思記

よしなしごとをそこはかとなく

注目する責任について

母校との思わぬ出会い

先日、何の気なしにツイッターを見ていたら、母校の校長先生が書いた論文がシェアされてきた。「謂れのない圧力の中で」と題されたこの論文はツイッター上で爆発的にシェアされた。特に知識人層を中心に、校長の毅然とした対応を賞賛する声が多かったように思う。しかし聞いた話によれば、この文章は随分前に校長先生が個人名で同人誌に書いたものであり、現在はこのような嫌がらせは沈静化しているという。ではなぜ、今になって、これほど爆発的にこの文章がシェアされたのか。

 

黒塗りと付箋

少し調べてみると、どうやら2017年7月30日に放送された「MBSドキュメンタリー映像'17 教育と愛国~いま教科書で何が起きているのか」が事の発端であるようだ。以下、MBSドキュメンタリー'17公式ページより引用。

「善悪の判断」・「礼儀」・「国や郷土を愛する態度」…20以上の徳目がずらりと並びます。
それらを学ぶための読み物、それが「道徳」の教科書です。来年度から小学校で導入される「特別の教科 道徳」は、これからの時代の教育の要とされています。2020年度に全面実施される新教育課程には「道徳教育は学校の教育活動全体を通じて行われる」とあり、まさに戦後教育の大転換といえます。
しかし、教育現場では賛否が渦巻いています。その背後では教科書をめぐって、文部科学省教科書検定や採択制度が、政治的介入を招く余地があるとの懸念の声があがっています。これまで歴史の教科書では、過去に何度もその記述をめぐり激しい議論が起きてきました。「もう二度と教科書は書きたくない」と話す学者がいます。「慰安婦」の記述をきっかけに教科書会社が倒産することになった過去の記憶が、いまも生々しく甦ると学者は重い口を開きます。一方、いまの検定制度のもとでの教科書づくりは、何を書き何を書かないか、まさに「忖度の世界」と嘆く編集者もいます。さらに学校現場では、特定の教科書を攻撃するハガキが殺到するような異常事態も起きています。
教育の根幹に存在する教科書。歴史や道徳の教科書を取り巻く出来事から、国家と教育の関係の変化が見えてくるのではないだろうか。教科書でいま何が起きているのか。これまで表面に出ることがなかった「教科書をめぐる攻防」を通して、この国の教育の未来を考えます。

* **記録一覧**:

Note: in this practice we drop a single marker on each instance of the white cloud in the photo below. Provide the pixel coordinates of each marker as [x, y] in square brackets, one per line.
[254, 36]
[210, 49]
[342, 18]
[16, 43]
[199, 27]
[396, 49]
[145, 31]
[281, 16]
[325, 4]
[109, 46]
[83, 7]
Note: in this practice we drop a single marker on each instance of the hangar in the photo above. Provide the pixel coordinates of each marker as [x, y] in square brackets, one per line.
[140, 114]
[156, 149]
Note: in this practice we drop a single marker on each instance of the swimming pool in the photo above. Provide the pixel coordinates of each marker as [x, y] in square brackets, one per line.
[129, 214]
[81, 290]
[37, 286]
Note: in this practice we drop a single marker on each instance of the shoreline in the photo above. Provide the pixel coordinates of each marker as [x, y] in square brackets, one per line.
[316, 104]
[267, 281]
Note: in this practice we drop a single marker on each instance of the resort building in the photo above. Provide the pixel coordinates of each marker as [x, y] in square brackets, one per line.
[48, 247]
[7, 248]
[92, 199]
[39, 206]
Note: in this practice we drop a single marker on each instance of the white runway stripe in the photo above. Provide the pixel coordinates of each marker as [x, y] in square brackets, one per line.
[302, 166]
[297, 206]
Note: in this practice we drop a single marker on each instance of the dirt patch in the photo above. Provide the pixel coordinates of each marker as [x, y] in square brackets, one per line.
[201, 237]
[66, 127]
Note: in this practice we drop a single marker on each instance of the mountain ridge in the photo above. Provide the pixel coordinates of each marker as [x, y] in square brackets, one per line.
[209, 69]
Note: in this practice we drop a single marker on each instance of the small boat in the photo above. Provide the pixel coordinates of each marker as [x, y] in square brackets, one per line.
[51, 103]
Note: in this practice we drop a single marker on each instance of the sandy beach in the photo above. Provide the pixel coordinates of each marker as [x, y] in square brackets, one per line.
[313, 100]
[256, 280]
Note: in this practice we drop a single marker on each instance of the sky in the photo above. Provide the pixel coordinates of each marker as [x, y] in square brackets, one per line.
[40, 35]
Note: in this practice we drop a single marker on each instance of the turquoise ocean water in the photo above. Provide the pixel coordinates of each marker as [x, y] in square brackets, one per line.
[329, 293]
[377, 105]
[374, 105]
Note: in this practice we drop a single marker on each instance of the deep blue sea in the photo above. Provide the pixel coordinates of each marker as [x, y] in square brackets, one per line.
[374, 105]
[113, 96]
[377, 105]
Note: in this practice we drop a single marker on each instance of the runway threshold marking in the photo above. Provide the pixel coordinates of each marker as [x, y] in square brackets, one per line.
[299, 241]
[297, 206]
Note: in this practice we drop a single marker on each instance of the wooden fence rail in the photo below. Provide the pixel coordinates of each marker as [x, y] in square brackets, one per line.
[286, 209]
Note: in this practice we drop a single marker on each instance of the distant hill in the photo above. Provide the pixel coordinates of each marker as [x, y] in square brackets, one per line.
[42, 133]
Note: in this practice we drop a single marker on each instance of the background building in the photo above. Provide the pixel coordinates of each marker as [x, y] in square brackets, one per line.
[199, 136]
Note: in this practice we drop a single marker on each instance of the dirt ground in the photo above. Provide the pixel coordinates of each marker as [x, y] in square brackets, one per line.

* **作業内容**:
教科書をめぐる記事の最後の文に続けて、その先を書き進めてください。 これらの記録は、記事とは別の出典から採られたものです。

* **回答**:
この番組ではいくつかの論点が取り上げられていたが、この話題に関係のありそうな範囲で概略を示す。まず、戦時中日本軍が関わった問題として慰安婦を取り上げた結果、保守派から圧力がかかり、倒産に追い込まれた日本書籍という教科書会社が紹介された。その後、暗記ではなく考える歴史を教えることを目指す教員が集い編集された学び舎の教科書が取り上げられる。日本書籍の倒産以降、自粛の雰囲気があった中で、中学校の歴史教科書から消えていた慰安婦の記述を十数年振りに復活させたのがこの教科書だ。学び舎の教科書は難関私立校とされるところで特に導入されている。

問題はここからである。取材部は学び舎採用の学校に取材を申し入れたが、全ての学校から取材を断られた。その理由は学校に送られてくる大量の抗議葉書である。その内容は、匿名でOBを名乗り、反日教育をやめさせるよう求めるものだ。番組はその送り主を取材したのち、ある難関私立高校の校長がこの一件をまとめた教員向けの論文を紹介した。この論文こそが、まさに先ほどの「謂れのない圧力の中で」である。ただし、葉書に書かれた住所を黒塗りで潰し、論文の個人名を付箋で隠すなど、この番組内では一貫して個人名を特定されないような配慮がなされていた。学校名や個人名が特定されることで、この嫌がらせが再燃し、学校に迷惑がかかることに配慮してのものだろう。各校が取材を拒否したのも、おそらく同様の理由である。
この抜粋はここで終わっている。